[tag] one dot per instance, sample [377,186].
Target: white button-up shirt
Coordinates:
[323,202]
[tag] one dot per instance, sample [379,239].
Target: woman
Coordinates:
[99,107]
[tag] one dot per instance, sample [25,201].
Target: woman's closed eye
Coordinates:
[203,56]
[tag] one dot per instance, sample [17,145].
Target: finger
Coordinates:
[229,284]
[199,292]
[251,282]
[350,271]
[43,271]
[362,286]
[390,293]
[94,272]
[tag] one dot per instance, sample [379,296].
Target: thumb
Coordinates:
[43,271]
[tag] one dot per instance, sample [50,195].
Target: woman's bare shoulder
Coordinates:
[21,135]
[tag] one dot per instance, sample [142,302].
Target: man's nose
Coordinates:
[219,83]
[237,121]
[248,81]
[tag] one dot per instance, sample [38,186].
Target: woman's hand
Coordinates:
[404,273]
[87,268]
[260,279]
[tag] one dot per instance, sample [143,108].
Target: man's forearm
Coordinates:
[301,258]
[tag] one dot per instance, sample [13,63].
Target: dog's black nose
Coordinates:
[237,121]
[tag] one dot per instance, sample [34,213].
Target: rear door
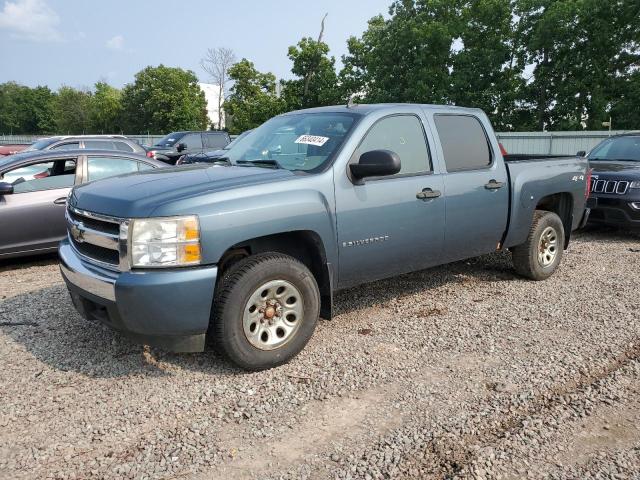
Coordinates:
[32,218]
[193,141]
[387,225]
[476,186]
[104,166]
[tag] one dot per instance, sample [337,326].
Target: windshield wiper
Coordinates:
[260,163]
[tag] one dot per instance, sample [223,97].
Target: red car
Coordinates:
[6,150]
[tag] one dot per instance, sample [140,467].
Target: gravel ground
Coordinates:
[463,371]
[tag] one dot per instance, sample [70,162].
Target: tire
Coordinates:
[257,332]
[529,259]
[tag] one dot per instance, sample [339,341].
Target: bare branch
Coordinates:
[307,80]
[216,63]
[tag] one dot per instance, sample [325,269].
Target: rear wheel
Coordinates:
[265,311]
[539,257]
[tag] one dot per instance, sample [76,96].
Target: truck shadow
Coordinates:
[28,262]
[488,268]
[607,233]
[45,324]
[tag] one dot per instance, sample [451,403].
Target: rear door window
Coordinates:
[215,141]
[104,167]
[42,176]
[67,146]
[464,142]
[193,141]
[99,144]
[404,135]
[123,147]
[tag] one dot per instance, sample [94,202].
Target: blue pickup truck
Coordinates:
[250,251]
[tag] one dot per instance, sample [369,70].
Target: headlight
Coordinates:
[165,242]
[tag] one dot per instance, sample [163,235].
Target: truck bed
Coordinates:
[524,157]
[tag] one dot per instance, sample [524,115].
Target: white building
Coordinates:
[211,95]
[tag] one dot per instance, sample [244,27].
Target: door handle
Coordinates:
[494,185]
[427,193]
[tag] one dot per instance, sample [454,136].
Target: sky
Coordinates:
[78,42]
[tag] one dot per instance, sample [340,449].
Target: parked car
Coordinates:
[211,156]
[11,149]
[173,146]
[94,142]
[615,181]
[313,201]
[34,187]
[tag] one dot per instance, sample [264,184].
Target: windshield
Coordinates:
[169,140]
[304,142]
[237,139]
[619,148]
[40,144]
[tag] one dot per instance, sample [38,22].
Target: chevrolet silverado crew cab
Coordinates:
[251,252]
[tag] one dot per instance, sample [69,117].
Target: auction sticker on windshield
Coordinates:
[312,140]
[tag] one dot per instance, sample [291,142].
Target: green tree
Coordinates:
[106,109]
[582,51]
[317,82]
[164,99]
[72,109]
[406,58]
[26,110]
[253,98]
[624,112]
[485,72]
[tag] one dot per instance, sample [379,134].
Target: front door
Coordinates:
[390,225]
[32,217]
[477,188]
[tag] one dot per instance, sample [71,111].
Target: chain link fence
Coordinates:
[551,143]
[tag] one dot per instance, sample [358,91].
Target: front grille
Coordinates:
[612,187]
[96,237]
[101,254]
[95,224]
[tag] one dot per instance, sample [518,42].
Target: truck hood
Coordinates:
[139,194]
[619,167]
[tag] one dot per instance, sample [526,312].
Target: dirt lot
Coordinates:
[460,371]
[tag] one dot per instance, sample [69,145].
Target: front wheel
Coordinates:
[265,311]
[540,255]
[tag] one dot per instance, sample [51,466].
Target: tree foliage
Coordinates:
[253,98]
[164,99]
[72,110]
[582,57]
[316,82]
[530,64]
[106,109]
[26,110]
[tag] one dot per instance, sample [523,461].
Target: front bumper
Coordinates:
[616,211]
[169,309]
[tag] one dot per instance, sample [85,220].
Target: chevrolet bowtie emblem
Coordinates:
[77,232]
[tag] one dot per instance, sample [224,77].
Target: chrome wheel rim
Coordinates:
[272,315]
[548,247]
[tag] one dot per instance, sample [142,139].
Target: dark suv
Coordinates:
[93,142]
[615,182]
[171,147]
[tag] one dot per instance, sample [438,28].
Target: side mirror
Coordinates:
[376,163]
[6,188]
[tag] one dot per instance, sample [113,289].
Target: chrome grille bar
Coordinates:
[103,240]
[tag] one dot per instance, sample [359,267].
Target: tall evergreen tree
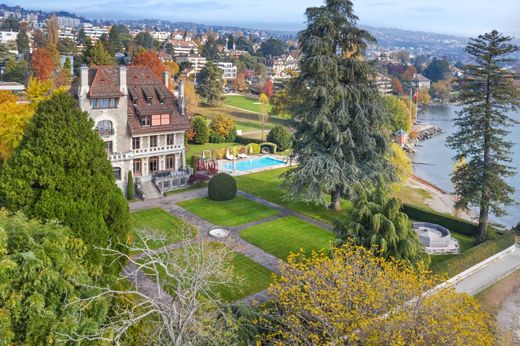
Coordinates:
[337,111]
[487,96]
[210,84]
[22,41]
[60,171]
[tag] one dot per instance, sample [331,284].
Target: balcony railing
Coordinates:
[158,149]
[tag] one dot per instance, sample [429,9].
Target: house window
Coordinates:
[136,143]
[117,173]
[153,164]
[109,146]
[153,141]
[137,167]
[146,120]
[170,139]
[105,128]
[104,103]
[170,162]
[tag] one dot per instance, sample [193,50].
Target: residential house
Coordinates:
[141,122]
[229,71]
[383,84]
[420,82]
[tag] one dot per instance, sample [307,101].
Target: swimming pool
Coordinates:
[247,165]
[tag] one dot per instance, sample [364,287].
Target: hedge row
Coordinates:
[452,223]
[476,254]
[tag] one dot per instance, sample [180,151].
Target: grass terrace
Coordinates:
[161,224]
[237,211]
[286,235]
[267,186]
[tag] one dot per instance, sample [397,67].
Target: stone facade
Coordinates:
[139,119]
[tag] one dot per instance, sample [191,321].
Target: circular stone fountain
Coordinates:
[219,233]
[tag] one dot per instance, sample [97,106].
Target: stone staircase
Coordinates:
[150,190]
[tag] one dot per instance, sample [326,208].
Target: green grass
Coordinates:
[267,185]
[251,278]
[465,243]
[235,212]
[245,102]
[160,223]
[286,235]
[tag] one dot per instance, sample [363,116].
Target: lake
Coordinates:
[434,160]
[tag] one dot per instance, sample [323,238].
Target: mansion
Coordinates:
[141,122]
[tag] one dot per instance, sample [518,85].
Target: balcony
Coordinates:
[157,150]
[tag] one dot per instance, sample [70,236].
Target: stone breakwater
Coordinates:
[429,132]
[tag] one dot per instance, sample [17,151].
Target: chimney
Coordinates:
[180,101]
[122,79]
[165,78]
[83,78]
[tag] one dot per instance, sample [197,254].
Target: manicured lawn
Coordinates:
[199,148]
[235,212]
[248,103]
[161,224]
[267,186]
[251,278]
[465,243]
[286,235]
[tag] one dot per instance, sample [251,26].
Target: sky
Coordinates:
[457,17]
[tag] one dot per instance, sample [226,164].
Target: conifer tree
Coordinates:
[487,96]
[337,111]
[60,172]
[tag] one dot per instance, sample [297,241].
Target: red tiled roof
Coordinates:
[104,84]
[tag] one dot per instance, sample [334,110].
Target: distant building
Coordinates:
[230,71]
[8,36]
[160,35]
[181,47]
[280,65]
[383,84]
[197,62]
[420,82]
[141,122]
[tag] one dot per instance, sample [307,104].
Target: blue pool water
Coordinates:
[247,165]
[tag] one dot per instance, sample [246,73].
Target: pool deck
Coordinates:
[221,164]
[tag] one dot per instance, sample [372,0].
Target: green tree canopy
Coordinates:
[210,84]
[376,222]
[337,111]
[41,266]
[487,96]
[60,171]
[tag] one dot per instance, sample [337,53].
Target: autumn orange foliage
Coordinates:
[42,64]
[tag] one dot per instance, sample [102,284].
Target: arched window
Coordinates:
[117,173]
[137,167]
[105,128]
[153,164]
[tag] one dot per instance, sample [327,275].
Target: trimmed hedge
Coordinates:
[222,187]
[452,223]
[476,254]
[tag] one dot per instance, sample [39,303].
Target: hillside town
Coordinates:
[173,183]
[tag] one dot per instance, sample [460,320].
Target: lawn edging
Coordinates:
[452,223]
[474,255]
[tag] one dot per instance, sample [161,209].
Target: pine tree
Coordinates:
[376,222]
[487,96]
[210,84]
[60,171]
[337,111]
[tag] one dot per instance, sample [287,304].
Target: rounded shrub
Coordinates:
[280,136]
[222,187]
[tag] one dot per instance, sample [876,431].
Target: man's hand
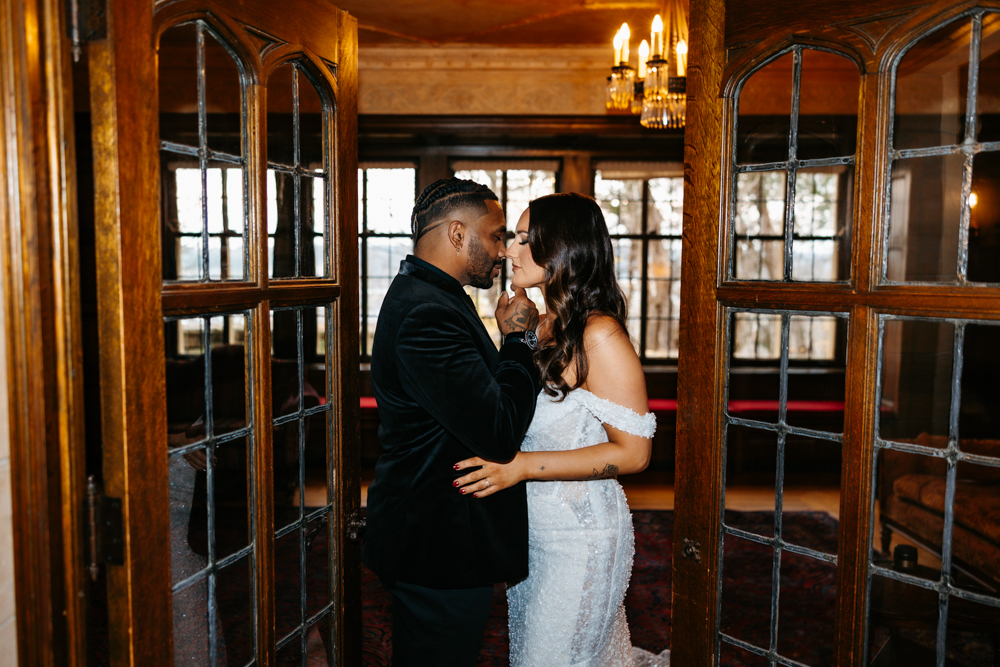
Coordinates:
[517,314]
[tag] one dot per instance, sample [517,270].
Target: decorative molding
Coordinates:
[332,66]
[264,42]
[873,30]
[482,80]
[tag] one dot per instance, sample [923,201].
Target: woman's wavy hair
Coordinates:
[568,238]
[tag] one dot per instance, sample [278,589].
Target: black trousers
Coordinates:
[434,627]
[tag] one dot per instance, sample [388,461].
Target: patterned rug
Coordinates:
[647,603]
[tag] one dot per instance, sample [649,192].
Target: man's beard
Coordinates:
[481,264]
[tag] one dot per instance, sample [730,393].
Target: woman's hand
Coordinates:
[490,477]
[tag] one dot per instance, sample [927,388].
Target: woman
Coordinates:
[591,423]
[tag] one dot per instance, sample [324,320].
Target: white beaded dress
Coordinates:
[570,610]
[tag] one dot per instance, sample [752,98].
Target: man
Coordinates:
[444,394]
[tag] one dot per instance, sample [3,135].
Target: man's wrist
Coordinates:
[524,337]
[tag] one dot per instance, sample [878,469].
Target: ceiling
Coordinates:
[531,23]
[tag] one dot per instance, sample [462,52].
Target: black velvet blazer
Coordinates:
[444,394]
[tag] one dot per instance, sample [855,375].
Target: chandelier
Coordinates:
[657,93]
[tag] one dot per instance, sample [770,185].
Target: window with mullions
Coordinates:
[935,478]
[210,454]
[298,181]
[224,214]
[764,436]
[642,204]
[386,194]
[203,171]
[794,155]
[515,183]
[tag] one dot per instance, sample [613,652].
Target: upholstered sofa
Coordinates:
[911,491]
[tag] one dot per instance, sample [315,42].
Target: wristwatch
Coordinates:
[527,337]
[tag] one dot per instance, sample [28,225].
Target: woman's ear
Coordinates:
[456,235]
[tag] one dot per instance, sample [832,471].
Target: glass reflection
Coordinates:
[924,218]
[984,219]
[765,114]
[822,216]
[204,212]
[917,361]
[828,106]
[931,89]
[297,204]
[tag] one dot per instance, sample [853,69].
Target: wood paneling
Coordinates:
[126,176]
[699,462]
[346,383]
[41,312]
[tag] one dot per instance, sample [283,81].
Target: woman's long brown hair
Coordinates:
[568,238]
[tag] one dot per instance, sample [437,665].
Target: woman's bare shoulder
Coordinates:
[601,330]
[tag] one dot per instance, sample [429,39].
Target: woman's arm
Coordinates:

□ □ □ □ □

Work to complete: Above are records; repeat only the lines starting at the line with "[tag] one dot per instance, sample [649,192]." and ending at the line with "[tag] one dot per instance, sample [613,652].", exactly as they appear, both included.

Completed exercise:
[tag] one dot per instance, sample [649,192].
Target: man's beard
Coordinates:
[481,264]
[tag] one dot per instance, sample [730,393].
Target: woman's hand
Coordinates:
[490,477]
[tag] one dot per instance, sample [927,388].
Target: woman
Coordinates:
[591,423]
[tag] one dot per instance, sample [324,320].
Target: white beaded dress
Coordinates:
[570,610]
[tag] one dot per instance, sample [752,98].
Target: man
Coordinates:
[444,394]
[tag] one dot per instance, sample [3,135].
Target: man's wrist
Coordinates:
[524,337]
[tag] one dot per instance, sample [878,469].
Target: ceiling
Coordinates:
[531,23]
[tag] one dot per instance, sample [462,52].
Target: black velvet blazer
Coordinates:
[444,394]
[tag] one dot per instance, sample [855,375].
Target: chandelier
Coordinates:
[657,93]
[tag] one dot per instance, sample [770,185].
Target: window with mullions
Coordinates:
[935,478]
[210,454]
[298,181]
[224,214]
[764,436]
[642,204]
[386,194]
[203,171]
[794,155]
[515,183]
[tag] one dot per instance, sample [613,652].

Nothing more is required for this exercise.